Richiesta scritta:
Nel materiale qui sotto, riscrivi soltanto le righe che vanno da quella che contiene "For compliance review, please locate the wispy" fino a quella che contiene "[731,234,787,250]", entrambe comprese, anche le righe di solo testo. Scala ogni coordinata tra parentesi quadre moltiplicandola per 0,8 e arrotondandola all'intero, con le metà per eccesso.

*** Materiale da usare ***

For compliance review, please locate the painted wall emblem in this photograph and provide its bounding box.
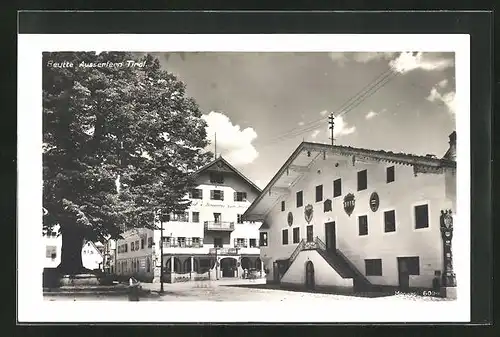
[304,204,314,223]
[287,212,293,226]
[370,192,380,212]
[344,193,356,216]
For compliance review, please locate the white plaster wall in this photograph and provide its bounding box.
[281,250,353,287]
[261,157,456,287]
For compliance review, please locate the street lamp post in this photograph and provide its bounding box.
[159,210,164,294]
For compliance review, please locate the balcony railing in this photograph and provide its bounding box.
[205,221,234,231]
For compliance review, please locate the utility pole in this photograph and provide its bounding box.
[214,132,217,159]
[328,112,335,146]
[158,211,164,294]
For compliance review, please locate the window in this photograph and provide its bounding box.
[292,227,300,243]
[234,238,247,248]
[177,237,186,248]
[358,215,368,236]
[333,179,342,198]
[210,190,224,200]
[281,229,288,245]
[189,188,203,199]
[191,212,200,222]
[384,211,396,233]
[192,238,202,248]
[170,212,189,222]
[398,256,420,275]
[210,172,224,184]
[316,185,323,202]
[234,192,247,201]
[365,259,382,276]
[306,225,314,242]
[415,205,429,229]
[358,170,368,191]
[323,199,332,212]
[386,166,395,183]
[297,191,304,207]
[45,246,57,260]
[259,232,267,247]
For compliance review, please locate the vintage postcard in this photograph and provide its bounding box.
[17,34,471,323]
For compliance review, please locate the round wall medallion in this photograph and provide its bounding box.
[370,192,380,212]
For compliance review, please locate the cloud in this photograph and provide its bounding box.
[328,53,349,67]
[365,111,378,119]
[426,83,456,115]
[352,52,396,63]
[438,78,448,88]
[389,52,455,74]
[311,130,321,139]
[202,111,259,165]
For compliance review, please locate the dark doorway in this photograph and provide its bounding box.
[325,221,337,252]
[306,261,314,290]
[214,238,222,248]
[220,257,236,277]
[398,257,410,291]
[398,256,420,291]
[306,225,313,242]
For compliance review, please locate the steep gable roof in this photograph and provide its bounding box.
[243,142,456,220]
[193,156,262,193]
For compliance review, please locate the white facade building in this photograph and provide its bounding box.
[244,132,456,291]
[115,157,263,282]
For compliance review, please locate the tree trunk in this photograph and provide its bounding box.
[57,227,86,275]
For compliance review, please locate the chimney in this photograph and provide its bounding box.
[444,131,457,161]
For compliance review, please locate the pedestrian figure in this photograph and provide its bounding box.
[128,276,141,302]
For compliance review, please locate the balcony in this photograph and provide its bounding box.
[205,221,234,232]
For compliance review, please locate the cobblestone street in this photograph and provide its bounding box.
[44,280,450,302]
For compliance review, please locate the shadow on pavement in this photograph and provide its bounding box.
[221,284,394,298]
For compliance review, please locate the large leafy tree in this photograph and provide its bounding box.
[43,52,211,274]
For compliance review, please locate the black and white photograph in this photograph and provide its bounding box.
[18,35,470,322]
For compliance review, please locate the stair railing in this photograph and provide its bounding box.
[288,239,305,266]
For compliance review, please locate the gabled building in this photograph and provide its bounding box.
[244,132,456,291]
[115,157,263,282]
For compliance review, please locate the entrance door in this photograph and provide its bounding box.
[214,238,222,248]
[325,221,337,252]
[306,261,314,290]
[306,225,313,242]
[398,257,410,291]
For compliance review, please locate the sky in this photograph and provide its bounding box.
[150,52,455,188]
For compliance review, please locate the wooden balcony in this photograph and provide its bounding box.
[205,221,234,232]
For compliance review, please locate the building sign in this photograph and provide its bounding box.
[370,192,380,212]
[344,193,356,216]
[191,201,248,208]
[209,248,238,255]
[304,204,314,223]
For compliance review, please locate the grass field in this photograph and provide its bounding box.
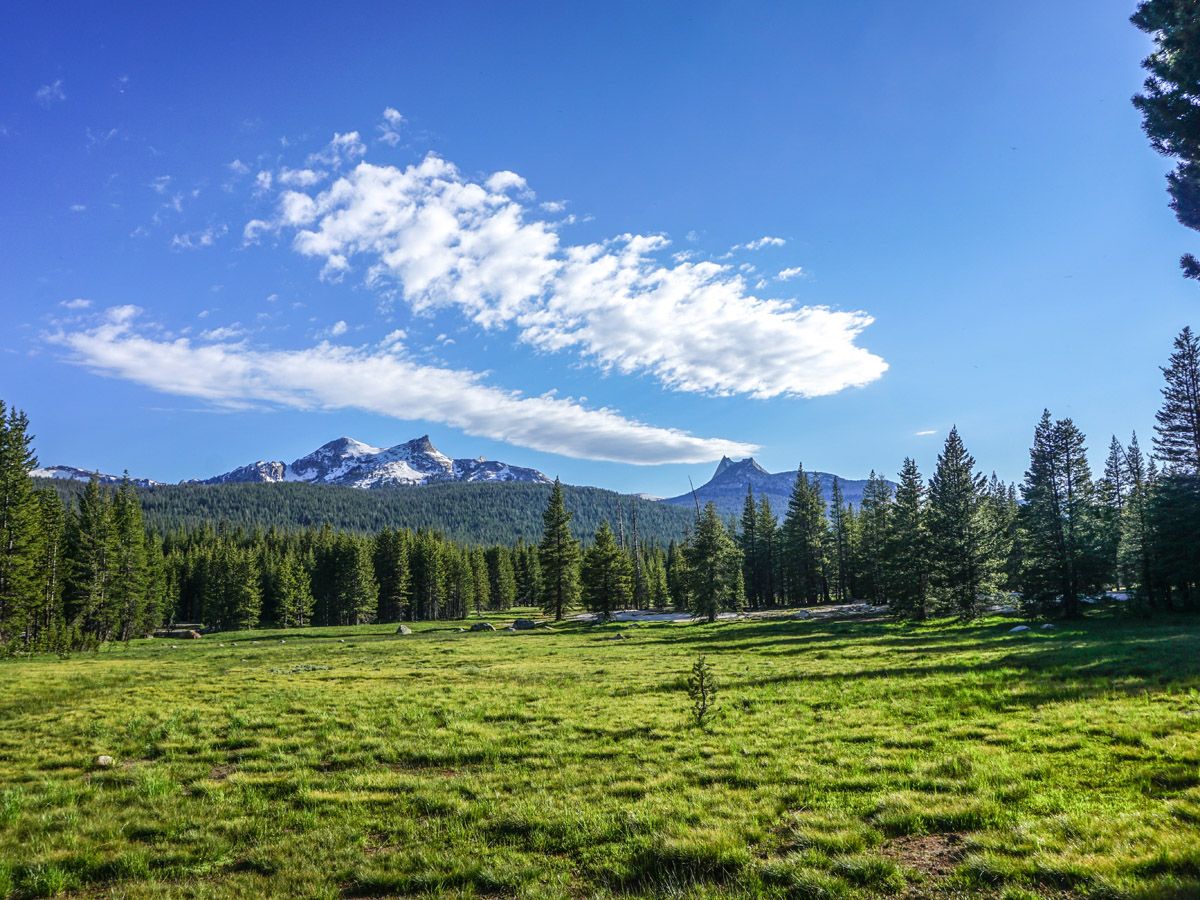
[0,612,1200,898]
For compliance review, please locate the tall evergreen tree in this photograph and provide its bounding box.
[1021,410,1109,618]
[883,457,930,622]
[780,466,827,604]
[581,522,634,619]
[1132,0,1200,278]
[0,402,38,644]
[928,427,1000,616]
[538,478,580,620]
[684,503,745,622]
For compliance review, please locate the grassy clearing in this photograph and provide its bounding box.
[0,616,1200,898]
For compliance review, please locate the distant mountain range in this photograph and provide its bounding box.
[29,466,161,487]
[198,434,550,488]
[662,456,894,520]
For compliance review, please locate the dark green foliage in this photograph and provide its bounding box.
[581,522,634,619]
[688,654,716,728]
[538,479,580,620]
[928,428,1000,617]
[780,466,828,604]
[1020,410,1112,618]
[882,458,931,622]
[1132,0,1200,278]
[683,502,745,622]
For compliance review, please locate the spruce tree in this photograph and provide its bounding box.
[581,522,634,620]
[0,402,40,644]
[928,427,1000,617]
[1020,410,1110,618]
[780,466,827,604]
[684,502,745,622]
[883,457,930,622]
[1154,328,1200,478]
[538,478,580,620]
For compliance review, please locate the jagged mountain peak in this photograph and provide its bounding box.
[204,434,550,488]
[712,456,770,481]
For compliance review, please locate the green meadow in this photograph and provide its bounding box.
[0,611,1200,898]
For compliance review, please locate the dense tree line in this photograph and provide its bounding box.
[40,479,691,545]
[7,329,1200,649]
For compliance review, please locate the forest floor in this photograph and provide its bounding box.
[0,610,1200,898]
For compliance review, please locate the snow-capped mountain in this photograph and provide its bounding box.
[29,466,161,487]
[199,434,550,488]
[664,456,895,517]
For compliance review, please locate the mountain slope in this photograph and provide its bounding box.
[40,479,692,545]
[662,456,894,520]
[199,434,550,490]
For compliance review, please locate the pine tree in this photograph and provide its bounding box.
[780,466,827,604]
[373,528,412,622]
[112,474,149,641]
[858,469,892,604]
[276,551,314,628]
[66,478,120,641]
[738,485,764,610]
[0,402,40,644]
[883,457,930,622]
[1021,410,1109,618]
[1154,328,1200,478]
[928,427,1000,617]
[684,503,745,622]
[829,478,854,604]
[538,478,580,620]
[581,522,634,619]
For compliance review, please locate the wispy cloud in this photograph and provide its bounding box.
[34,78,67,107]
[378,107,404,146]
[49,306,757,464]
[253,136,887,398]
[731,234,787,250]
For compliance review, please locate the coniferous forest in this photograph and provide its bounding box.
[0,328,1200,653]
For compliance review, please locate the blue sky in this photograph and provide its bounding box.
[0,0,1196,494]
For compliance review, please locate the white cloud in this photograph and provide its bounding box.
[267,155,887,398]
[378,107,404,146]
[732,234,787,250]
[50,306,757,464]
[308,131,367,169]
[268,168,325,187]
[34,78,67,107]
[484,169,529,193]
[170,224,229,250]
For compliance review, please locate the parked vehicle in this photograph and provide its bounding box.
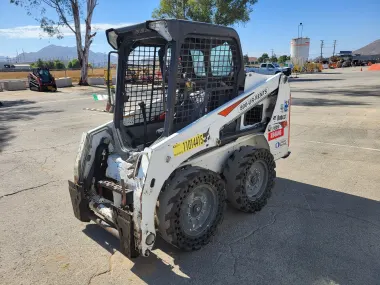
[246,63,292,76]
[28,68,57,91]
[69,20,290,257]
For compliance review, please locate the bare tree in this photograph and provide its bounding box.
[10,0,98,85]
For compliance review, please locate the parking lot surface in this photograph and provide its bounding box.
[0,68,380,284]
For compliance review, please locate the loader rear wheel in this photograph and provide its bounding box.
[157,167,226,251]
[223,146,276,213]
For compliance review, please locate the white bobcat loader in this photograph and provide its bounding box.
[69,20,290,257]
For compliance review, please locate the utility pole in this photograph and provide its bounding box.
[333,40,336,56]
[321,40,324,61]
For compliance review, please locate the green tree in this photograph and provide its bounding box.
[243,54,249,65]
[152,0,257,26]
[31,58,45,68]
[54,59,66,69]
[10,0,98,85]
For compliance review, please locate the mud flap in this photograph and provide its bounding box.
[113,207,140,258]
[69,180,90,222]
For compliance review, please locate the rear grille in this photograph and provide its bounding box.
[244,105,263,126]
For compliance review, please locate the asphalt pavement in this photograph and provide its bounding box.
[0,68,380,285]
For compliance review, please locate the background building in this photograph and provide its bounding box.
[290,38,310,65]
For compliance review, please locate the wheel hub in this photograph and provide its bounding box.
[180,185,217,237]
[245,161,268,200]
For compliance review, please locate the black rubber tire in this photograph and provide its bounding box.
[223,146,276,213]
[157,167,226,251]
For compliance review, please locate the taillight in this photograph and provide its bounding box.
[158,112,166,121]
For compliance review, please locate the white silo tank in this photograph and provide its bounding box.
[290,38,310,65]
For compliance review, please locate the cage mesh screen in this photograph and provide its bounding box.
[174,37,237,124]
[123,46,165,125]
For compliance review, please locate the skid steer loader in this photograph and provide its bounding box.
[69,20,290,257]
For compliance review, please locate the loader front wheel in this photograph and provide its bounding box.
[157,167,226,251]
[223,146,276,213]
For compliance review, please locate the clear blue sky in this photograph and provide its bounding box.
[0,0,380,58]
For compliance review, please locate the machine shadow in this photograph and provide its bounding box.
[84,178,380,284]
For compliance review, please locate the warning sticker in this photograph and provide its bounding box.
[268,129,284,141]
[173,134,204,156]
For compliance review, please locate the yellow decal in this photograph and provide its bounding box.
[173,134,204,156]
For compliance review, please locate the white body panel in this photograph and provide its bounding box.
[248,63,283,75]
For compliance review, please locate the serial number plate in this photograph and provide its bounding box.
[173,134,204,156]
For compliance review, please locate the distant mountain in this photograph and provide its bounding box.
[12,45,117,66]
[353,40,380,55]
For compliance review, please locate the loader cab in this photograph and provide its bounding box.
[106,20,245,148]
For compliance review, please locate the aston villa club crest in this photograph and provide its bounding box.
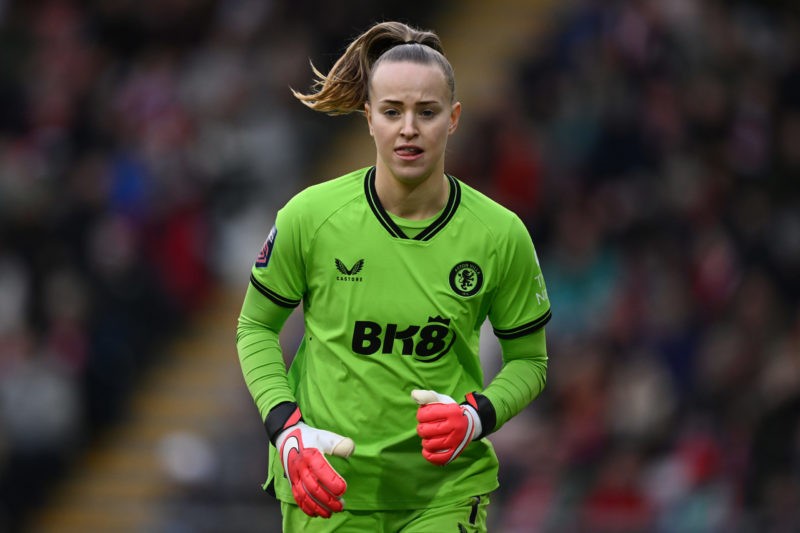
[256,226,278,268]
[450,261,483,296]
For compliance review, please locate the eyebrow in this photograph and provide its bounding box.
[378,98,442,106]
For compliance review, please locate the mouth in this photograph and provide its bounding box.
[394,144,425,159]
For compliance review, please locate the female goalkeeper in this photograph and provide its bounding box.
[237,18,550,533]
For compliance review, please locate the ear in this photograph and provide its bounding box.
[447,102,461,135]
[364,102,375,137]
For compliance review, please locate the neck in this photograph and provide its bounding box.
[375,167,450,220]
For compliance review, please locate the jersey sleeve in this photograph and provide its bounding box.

***

La risposta:
For compliance review, please locate the wispy cloud in this photograph and provide its bounding box.
[27,62,54,86]
[302,86,323,117]
[39,245,606,371]
[202,109,710,318]
[585,187,630,200]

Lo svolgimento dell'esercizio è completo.